TO BE DONE: Please count the lines in the listing below that contain the string "wooden", matching case exactly, and reply with the number alone.

TASK MATERIAL:

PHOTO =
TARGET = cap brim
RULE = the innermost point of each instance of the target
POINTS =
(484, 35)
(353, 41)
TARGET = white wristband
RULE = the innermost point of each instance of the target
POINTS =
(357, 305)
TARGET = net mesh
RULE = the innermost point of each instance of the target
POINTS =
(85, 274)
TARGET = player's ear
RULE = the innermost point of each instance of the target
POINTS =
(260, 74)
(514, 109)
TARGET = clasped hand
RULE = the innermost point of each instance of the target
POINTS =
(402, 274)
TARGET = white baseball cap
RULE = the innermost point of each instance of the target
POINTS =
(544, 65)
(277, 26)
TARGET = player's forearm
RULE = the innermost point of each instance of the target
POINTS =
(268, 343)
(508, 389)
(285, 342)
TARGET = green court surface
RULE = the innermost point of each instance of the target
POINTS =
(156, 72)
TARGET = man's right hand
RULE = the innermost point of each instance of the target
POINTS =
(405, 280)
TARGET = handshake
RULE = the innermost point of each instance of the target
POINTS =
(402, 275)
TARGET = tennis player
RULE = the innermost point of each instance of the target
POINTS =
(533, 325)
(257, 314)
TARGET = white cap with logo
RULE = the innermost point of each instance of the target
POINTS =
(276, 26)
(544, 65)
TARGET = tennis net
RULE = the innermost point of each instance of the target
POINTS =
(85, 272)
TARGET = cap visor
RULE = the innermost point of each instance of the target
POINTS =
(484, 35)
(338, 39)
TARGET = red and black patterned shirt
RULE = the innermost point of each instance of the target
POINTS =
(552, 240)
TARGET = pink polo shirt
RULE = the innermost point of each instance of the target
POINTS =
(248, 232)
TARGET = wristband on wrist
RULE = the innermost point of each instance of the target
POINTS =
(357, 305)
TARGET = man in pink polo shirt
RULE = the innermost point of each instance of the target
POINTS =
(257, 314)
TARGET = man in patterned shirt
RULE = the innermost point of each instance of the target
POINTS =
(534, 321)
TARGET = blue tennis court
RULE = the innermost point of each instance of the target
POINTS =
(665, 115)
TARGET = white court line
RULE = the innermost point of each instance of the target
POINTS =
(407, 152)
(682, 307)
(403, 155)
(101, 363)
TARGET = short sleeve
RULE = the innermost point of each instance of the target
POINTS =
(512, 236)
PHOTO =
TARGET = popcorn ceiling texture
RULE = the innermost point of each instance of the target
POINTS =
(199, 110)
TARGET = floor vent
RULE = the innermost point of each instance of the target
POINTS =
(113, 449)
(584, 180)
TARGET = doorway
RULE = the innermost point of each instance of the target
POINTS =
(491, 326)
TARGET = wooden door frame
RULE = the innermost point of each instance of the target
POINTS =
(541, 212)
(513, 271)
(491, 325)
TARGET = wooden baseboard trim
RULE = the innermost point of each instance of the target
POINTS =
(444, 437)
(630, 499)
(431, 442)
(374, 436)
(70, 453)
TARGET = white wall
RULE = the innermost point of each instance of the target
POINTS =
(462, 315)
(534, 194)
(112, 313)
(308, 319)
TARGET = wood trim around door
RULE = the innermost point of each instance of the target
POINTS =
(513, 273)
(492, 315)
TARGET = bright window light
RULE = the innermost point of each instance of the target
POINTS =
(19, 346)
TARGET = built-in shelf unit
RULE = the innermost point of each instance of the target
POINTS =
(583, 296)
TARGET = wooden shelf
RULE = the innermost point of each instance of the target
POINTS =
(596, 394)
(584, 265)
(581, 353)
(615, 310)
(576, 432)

* * *

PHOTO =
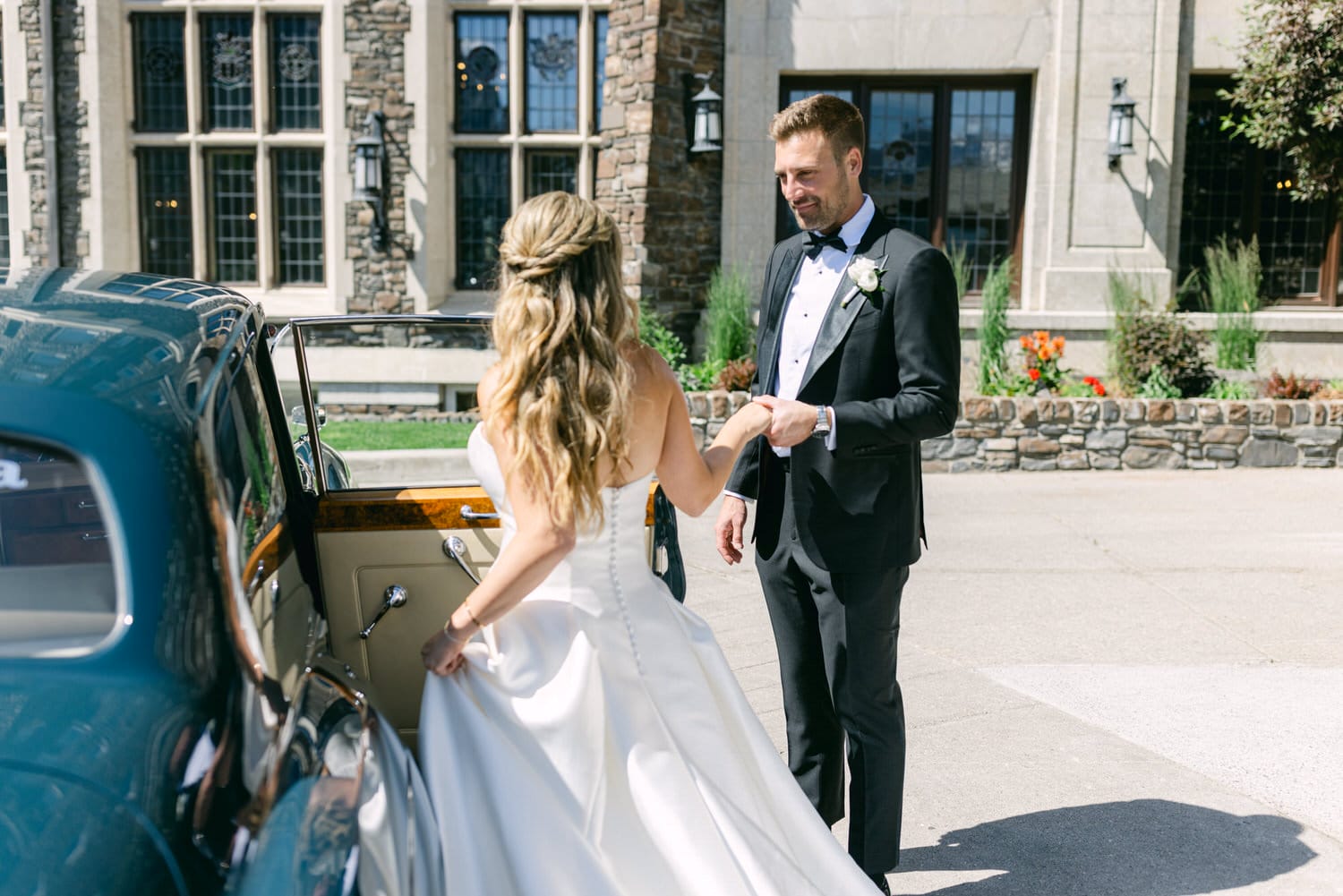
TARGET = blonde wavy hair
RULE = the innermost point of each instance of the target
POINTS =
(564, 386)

EXPECTED OUTPUT: 3